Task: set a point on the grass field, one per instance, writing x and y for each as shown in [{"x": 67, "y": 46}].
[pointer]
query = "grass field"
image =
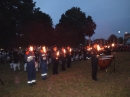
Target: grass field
[{"x": 74, "y": 82}]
==================================================
REQUIREMENT: Make an exact copy of the listing. Leave its pictures out.

RESULT:
Task: set a point on the grass field, one per instance, writing x and y for each as shown in [{"x": 67, "y": 46}].
[pointer]
query = "grass field"
image =
Target: grass field
[{"x": 74, "y": 82}]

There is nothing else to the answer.